Reproduce every line of the records below exactly, with nothing added, dropped, or changed.

┄┄┄┄┄┄

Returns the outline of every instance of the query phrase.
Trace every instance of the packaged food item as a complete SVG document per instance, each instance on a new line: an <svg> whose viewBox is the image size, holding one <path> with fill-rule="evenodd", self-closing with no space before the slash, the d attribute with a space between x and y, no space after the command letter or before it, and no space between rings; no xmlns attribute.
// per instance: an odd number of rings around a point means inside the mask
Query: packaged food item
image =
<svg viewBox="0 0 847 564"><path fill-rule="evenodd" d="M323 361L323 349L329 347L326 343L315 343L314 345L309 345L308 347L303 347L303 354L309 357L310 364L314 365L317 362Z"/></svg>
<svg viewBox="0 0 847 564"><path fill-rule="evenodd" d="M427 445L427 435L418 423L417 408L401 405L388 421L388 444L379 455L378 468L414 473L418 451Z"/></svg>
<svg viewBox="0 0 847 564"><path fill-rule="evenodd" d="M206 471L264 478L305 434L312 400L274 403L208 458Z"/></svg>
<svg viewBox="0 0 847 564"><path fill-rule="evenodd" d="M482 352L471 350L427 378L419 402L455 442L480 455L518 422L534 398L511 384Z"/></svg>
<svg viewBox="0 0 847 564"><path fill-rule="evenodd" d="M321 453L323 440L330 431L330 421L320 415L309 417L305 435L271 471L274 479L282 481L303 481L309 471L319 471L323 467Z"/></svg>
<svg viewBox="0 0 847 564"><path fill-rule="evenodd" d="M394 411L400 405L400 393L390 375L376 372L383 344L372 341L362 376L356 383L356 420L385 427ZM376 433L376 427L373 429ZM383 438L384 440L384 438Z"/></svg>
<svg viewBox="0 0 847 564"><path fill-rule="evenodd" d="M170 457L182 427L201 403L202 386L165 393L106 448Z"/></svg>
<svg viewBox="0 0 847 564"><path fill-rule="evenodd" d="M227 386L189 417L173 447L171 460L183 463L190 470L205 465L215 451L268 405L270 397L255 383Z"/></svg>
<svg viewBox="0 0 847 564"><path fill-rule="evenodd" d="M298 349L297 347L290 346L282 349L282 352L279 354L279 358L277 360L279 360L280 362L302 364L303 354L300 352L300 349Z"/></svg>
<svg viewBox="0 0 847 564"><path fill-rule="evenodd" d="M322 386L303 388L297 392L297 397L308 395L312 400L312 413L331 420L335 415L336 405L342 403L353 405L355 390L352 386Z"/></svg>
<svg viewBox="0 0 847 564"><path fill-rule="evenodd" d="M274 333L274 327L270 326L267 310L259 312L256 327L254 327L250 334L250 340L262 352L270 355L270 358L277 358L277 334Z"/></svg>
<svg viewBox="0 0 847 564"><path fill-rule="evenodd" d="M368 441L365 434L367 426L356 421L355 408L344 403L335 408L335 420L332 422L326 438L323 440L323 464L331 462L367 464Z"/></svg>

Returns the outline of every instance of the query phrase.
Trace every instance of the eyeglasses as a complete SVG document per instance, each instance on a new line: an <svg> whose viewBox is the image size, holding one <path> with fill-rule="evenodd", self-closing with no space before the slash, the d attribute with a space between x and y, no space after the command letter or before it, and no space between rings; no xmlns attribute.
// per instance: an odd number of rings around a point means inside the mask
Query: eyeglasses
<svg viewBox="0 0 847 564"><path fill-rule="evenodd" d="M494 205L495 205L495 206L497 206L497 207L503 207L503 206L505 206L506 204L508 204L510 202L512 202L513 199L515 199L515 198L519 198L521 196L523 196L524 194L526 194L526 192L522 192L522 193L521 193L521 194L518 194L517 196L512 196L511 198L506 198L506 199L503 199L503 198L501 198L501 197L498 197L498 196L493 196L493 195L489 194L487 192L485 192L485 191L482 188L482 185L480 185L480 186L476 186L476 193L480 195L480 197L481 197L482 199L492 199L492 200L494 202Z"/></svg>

┄┄┄┄┄┄

The answer:
Returns the outline of every instance of the query phrase.
Trace every instance of the packaged food item as a complete SVG document per instance, each instance on a new line: an <svg> whose viewBox is the image size, holding one <path> with fill-rule="evenodd", self-closing with no space before the slash, the d attribute with a space between x and y, no space after the command letter or before it, and no space between rings; no xmlns attribute.
// per instance: an odd number of rings around a point means inside the mask
Query: packaged food item
image =
<svg viewBox="0 0 847 564"><path fill-rule="evenodd" d="M323 361L323 349L329 347L326 343L315 343L314 345L309 345L308 347L303 347L303 354L309 357L310 364L314 365L317 362Z"/></svg>
<svg viewBox="0 0 847 564"><path fill-rule="evenodd" d="M427 445L427 435L418 423L417 408L401 405L388 421L388 444L379 455L378 468L414 473L418 451Z"/></svg>
<svg viewBox="0 0 847 564"><path fill-rule="evenodd" d="M206 471L264 478L305 434L312 400L274 403L208 458Z"/></svg>
<svg viewBox="0 0 847 564"><path fill-rule="evenodd" d="M482 352L471 350L427 378L419 402L455 442L480 455L518 422L534 398L511 384Z"/></svg>
<svg viewBox="0 0 847 564"><path fill-rule="evenodd" d="M321 453L323 440L330 431L330 421L320 415L309 417L305 435L271 471L274 479L282 481L303 481L309 471L319 471L323 467Z"/></svg>
<svg viewBox="0 0 847 564"><path fill-rule="evenodd" d="M394 411L400 405L400 393L390 375L376 372L383 344L372 341L362 376L356 383L356 420L385 427ZM376 433L376 427L373 429ZM383 438L384 440L384 438Z"/></svg>
<svg viewBox="0 0 847 564"><path fill-rule="evenodd" d="M170 457L182 427L201 403L202 386L165 393L106 448Z"/></svg>
<svg viewBox="0 0 847 564"><path fill-rule="evenodd" d="M227 386L189 417L173 447L171 460L183 463L190 470L205 465L215 451L268 405L270 397L255 383Z"/></svg>
<svg viewBox="0 0 847 564"><path fill-rule="evenodd" d="M298 349L297 347L290 346L282 349L282 352L279 354L279 358L277 360L279 360L280 362L302 364L303 354L300 352L300 349Z"/></svg>
<svg viewBox="0 0 847 564"><path fill-rule="evenodd" d="M322 386L303 388L297 392L297 397L308 395L312 400L312 413L331 420L335 415L336 405L342 403L353 405L355 390L352 386Z"/></svg>
<svg viewBox="0 0 847 564"><path fill-rule="evenodd" d="M274 333L274 327L270 326L267 310L259 312L256 327L254 327L250 334L250 340L262 352L270 355L270 358L277 358L277 334Z"/></svg>
<svg viewBox="0 0 847 564"><path fill-rule="evenodd" d="M368 441L365 434L367 426L356 421L355 408L344 403L335 408L335 420L332 422L326 438L323 440L323 464L331 462L367 464Z"/></svg>

Returns the outline of every instance of the query phrase.
Trace every instance of the eyeglasses as a complete SVG document per instance, each instance on a new line: an <svg> whose viewBox is the image size, holding one <path> with fill-rule="evenodd", self-closing with no space before the slash, the d attribute with a space between x and y, no space after the command letter or before it, and no space between rings; no xmlns attribute.
// per instance: an odd number of rings around a point means inside the mask
Query: eyeglasses
<svg viewBox="0 0 847 564"><path fill-rule="evenodd" d="M494 205L495 205L495 206L497 206L497 207L503 207L503 206L505 206L506 204L508 204L510 202L512 202L513 199L515 199L515 198L519 198L521 196L523 196L524 194L526 194L526 192L522 192L522 193L521 193L521 194L518 194L517 196L512 196L511 198L506 198L506 199L503 199L503 198L501 198L501 197L498 197L498 196L493 196L493 195L489 194L487 192L485 192L485 191L482 188L482 185L480 185L480 186L476 186L476 193L480 195L480 197L481 197L482 199L492 199L492 200L494 202Z"/></svg>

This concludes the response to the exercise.